- _TASK DIRECTIONS_
Which lines in the records below contain the string "pole"? Pull out each of them and copy it in full.

......

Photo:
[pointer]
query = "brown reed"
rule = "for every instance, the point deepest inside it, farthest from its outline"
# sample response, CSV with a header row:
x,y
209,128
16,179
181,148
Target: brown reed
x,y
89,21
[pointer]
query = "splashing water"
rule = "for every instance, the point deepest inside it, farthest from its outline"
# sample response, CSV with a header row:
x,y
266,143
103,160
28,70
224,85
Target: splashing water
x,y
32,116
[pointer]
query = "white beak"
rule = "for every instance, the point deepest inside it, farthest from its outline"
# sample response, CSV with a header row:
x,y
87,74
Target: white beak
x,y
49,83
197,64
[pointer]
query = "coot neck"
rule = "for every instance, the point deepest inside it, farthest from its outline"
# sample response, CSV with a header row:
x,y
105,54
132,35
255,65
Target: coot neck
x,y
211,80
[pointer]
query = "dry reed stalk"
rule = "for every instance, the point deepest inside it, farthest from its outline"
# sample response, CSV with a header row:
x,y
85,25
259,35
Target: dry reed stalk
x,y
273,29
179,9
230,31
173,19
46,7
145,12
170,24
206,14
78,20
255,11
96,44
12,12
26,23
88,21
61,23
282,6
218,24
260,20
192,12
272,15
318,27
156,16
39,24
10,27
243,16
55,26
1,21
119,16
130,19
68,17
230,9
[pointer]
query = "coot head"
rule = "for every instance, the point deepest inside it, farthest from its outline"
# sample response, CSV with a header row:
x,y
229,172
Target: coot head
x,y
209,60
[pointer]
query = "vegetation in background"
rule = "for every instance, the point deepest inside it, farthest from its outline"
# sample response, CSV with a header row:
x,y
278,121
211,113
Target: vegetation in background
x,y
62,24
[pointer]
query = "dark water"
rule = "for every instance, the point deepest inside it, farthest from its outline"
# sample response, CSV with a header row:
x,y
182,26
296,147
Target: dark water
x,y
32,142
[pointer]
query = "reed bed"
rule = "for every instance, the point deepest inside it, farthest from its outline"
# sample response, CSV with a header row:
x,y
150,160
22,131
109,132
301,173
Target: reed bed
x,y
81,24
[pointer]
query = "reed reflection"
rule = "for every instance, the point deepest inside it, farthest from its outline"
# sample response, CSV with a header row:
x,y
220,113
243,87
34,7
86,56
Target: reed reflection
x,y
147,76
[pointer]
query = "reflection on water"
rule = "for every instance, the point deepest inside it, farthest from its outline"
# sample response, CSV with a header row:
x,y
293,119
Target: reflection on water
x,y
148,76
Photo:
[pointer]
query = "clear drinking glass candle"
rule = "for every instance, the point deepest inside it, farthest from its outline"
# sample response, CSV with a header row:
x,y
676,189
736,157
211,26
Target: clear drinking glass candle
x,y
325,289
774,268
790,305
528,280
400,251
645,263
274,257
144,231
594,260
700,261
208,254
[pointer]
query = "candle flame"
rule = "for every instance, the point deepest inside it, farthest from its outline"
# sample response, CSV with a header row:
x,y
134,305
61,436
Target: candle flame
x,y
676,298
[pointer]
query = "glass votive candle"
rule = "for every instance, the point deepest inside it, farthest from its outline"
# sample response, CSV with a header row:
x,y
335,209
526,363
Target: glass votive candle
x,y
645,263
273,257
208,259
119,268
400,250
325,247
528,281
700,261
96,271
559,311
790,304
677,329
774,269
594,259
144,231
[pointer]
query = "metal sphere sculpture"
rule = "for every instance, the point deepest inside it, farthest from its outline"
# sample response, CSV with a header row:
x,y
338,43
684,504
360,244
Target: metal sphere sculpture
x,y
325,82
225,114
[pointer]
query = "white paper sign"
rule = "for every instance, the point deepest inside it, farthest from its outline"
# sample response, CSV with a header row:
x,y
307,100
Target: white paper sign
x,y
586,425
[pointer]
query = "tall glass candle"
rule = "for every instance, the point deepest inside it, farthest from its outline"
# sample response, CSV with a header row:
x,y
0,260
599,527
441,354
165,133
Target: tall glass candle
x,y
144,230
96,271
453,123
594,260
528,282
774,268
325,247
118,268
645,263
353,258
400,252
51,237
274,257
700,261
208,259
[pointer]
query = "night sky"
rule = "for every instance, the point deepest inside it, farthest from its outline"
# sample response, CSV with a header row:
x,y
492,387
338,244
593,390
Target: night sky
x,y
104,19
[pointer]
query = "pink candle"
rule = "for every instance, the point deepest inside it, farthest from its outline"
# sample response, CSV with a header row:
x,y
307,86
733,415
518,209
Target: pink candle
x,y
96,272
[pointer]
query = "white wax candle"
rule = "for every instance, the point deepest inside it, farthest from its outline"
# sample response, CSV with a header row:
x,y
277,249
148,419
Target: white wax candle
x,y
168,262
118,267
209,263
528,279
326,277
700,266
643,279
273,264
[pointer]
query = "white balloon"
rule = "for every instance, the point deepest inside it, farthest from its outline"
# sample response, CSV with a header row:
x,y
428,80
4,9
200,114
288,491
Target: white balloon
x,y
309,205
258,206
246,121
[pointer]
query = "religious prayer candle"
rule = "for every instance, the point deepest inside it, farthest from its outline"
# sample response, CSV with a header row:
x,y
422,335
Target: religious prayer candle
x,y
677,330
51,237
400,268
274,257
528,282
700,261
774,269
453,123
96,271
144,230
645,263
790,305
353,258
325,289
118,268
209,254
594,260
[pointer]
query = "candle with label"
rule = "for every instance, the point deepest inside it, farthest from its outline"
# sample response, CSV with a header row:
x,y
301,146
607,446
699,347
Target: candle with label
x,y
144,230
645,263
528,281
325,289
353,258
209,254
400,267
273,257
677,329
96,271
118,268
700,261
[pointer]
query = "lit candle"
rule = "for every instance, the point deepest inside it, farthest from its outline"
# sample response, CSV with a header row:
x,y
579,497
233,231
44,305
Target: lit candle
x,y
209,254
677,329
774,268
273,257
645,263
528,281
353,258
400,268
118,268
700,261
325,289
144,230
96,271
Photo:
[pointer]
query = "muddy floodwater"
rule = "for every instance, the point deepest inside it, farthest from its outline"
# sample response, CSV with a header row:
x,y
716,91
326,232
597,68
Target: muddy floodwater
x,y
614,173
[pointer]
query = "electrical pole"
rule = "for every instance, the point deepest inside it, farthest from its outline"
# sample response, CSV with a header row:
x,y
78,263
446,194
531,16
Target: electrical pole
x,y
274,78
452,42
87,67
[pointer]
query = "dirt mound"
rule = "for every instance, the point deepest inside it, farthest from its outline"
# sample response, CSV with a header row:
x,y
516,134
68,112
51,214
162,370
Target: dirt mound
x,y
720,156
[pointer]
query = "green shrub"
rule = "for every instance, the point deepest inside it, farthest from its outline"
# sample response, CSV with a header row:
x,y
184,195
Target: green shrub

......

- _THE COMPLETED TASK_
query = "electrical pole"
Target: electrical pole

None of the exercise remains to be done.